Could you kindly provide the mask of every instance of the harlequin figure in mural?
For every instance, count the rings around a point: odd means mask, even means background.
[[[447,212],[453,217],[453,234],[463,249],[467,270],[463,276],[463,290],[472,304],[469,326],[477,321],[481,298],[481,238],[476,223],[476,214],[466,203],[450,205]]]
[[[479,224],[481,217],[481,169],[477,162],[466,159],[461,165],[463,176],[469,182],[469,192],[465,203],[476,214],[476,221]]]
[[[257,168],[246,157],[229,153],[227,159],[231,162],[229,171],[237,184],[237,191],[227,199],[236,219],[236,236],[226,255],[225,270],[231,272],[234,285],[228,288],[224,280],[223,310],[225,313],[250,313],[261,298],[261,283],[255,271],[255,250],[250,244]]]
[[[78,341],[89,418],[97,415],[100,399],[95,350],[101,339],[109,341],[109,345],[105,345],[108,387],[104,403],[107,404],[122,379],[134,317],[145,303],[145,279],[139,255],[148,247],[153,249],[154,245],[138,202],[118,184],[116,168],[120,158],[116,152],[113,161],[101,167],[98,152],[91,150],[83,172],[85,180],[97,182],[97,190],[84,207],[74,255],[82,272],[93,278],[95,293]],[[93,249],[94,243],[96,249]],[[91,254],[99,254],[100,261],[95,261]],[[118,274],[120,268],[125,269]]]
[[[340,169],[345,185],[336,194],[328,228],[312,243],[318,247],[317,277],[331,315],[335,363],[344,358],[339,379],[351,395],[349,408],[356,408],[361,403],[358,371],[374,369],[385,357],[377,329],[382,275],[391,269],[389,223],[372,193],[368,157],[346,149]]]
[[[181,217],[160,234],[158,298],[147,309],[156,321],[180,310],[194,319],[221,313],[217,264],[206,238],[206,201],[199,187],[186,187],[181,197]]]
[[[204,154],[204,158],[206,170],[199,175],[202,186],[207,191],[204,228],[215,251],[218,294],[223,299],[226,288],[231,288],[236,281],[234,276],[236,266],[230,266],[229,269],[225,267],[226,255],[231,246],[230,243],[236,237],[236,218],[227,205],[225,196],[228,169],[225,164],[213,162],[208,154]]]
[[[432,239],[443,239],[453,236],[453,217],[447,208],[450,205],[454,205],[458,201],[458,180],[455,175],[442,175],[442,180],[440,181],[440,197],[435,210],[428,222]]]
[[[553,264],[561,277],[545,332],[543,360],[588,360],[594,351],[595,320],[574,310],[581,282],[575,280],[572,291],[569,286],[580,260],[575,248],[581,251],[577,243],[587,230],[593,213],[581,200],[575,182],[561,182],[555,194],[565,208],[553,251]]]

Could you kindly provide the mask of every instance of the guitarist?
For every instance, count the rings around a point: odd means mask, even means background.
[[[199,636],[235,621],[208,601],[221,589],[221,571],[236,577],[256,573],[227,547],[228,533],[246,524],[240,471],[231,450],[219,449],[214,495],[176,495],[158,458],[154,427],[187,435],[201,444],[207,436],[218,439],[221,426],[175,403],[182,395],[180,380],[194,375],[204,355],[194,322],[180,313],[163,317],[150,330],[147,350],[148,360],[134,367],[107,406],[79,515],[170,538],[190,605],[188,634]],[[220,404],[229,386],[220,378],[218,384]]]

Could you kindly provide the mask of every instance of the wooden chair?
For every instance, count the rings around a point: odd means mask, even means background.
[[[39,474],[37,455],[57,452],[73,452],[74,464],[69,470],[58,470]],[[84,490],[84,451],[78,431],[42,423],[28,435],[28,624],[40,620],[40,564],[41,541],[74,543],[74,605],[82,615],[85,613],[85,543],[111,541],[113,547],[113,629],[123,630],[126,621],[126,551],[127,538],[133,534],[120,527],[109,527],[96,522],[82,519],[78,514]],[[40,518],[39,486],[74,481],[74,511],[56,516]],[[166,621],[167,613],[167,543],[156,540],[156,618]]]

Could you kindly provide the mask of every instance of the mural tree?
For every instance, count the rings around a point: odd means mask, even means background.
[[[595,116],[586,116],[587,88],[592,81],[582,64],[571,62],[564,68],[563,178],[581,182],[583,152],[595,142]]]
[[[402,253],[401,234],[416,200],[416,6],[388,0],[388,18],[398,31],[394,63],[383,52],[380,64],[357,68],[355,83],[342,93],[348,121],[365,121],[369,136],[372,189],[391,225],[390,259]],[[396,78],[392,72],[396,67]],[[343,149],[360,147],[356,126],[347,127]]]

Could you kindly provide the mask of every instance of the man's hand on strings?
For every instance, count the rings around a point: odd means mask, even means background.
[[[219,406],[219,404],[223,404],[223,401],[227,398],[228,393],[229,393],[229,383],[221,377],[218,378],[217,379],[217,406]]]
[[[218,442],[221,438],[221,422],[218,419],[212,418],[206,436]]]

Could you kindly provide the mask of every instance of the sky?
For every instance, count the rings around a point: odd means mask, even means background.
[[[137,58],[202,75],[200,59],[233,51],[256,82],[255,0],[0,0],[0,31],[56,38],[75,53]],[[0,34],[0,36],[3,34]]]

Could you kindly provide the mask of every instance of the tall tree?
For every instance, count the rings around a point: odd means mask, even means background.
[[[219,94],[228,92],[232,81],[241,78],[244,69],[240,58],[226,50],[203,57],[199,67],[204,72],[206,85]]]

◇ ◇ ◇ ◇ ◇ ◇ ◇

**Stated goal:**
Please turn all of the material above into a two-column CSV with the headers input and output. Give one row per entry, with its text and its answer each in one quoted field and line breaks replaced by spaces.

**Completed exercise:**
input,output
"Could you kindly provide the mask of every instance of the harlequin figure in mural? For every instance, count the rings around a point: odd means mask, even means background.","[[[447,212],[453,217],[453,234],[463,249],[467,270],[463,276],[463,290],[472,304],[469,326],[477,321],[481,298],[481,238],[476,223],[476,214],[466,203],[450,205]]] [[[479,224],[481,217],[481,169],[477,162],[466,159],[461,165],[463,176],[469,182],[469,192],[465,203],[476,214],[476,221]]] [[[257,168],[246,157],[229,153],[227,159],[231,162],[229,171],[237,184],[237,191],[227,199],[236,219],[236,236],[226,255],[225,270],[231,272],[234,285],[228,288],[224,280],[223,310],[225,313],[250,313],[261,298],[261,283],[255,271],[255,250],[250,244]]] [[[78,341],[89,418],[97,415],[100,399],[95,350],[101,339],[109,341],[109,345],[105,345],[108,387],[104,403],[107,404],[122,379],[134,317],[145,303],[145,279],[139,255],[148,247],[153,249],[154,245],[138,202],[118,184],[116,168],[120,158],[116,152],[113,161],[101,167],[98,152],[91,150],[83,172],[85,180],[97,182],[97,190],[84,207],[74,255],[82,272],[93,278],[95,293]],[[93,249],[94,243],[96,249]],[[91,254],[99,254],[100,261],[95,261]],[[118,274],[120,268],[125,269]]] [[[340,169],[345,185],[336,194],[328,228],[312,243],[318,247],[317,277],[331,315],[335,363],[344,358],[339,379],[351,395],[349,408],[356,408],[361,403],[358,371],[374,369],[385,357],[377,329],[382,275],[391,269],[389,223],[372,193],[368,157],[346,149]]] [[[181,217],[160,234],[158,298],[147,309],[156,321],[180,310],[194,319],[221,313],[217,264],[206,238],[206,201],[199,187],[186,187],[181,197]]] [[[204,154],[204,158],[206,170],[199,175],[202,186],[207,191],[204,228],[215,251],[218,294],[223,299],[226,288],[231,288],[236,281],[234,276],[236,266],[230,266],[229,269],[225,267],[226,255],[231,246],[230,243],[236,237],[236,218],[227,205],[225,196],[228,169],[225,164],[213,162],[208,154]]] [[[432,239],[443,239],[453,236],[453,217],[447,208],[450,205],[454,205],[458,201],[458,180],[455,175],[442,175],[442,180],[440,181],[440,197],[435,210],[428,222]]] [[[553,264],[561,277],[545,332],[543,360],[588,360],[594,351],[595,320],[574,310],[581,282],[575,280],[572,291],[569,286],[580,260],[575,248],[581,251],[577,243],[587,230],[593,213],[581,200],[575,182],[561,182],[555,194],[565,208],[553,251]]]"
"Could you kindly provide the mask of every instance of the guitarist? For every instance, count the rings around a point: odd means mask, even means background.","[[[199,636],[235,621],[208,601],[221,589],[221,571],[236,577],[256,573],[227,547],[228,533],[246,524],[240,471],[231,450],[219,449],[214,495],[176,495],[158,458],[154,427],[187,435],[201,444],[207,436],[218,439],[221,426],[175,403],[182,395],[180,380],[194,375],[204,355],[194,322],[180,313],[163,317],[150,330],[147,350],[148,360],[134,367],[107,406],[79,515],[170,538],[190,605],[188,634]],[[220,404],[229,386],[220,378],[218,384]]]"
"Could you kindly provide the mask of every instance of the wooden chair? For every instance, count the rings around a point: odd means mask, even means background.","[[[39,474],[37,455],[57,452],[73,452],[74,464],[69,470],[58,470]],[[84,490],[84,451],[78,431],[42,423],[28,435],[28,624],[40,620],[40,564],[41,541],[74,543],[74,605],[82,615],[85,613],[85,543],[111,541],[113,547],[113,629],[123,630],[126,621],[126,551],[127,538],[133,534],[120,527],[109,527],[96,522],[82,519],[78,514]],[[40,518],[39,486],[74,481],[74,511],[56,516]],[[166,621],[167,613],[167,543],[156,540],[156,618]]]"
"Could you kindly provide the mask of every instance of the mural tree? For every instance, count the rings around a point: odd means mask, even means background.","[[[595,116],[586,116],[587,88],[592,81],[582,64],[571,62],[564,68],[563,178],[581,182],[583,152],[595,142]]] [[[402,253],[401,234],[416,200],[416,6],[388,0],[388,18],[398,31],[394,63],[383,52],[380,64],[357,68],[355,83],[342,93],[348,121],[365,121],[369,136],[372,189],[391,225],[390,259]],[[396,78],[392,72],[396,67]],[[343,149],[360,147],[356,126],[347,127]]]"
"Could you kindly provide the mask of every instance of the man's hand on strings? For every instance, count the rings around a point: odd means mask, even means background.","[[[219,406],[219,404],[223,404],[223,401],[227,398],[228,393],[229,393],[229,383],[221,377],[218,378],[217,379],[217,406]]] [[[218,442],[221,438],[221,422],[218,419],[212,418],[206,436]]]"
"Could you kindly provide the mask of every instance of the sky? For every instance, count the rings around a point: odd means mask, even means background.","[[[137,58],[202,75],[200,59],[233,51],[256,82],[255,0],[0,0],[0,31],[56,38],[75,53]],[[0,34],[0,36],[3,34]]]"
"Could you kindly provide the mask of every instance of the tall tree? For every instance, count the rings around a point: odd means mask, even means background.","[[[219,94],[228,92],[232,81],[241,78],[244,69],[240,58],[226,50],[203,57],[199,67],[204,72],[206,85]]]"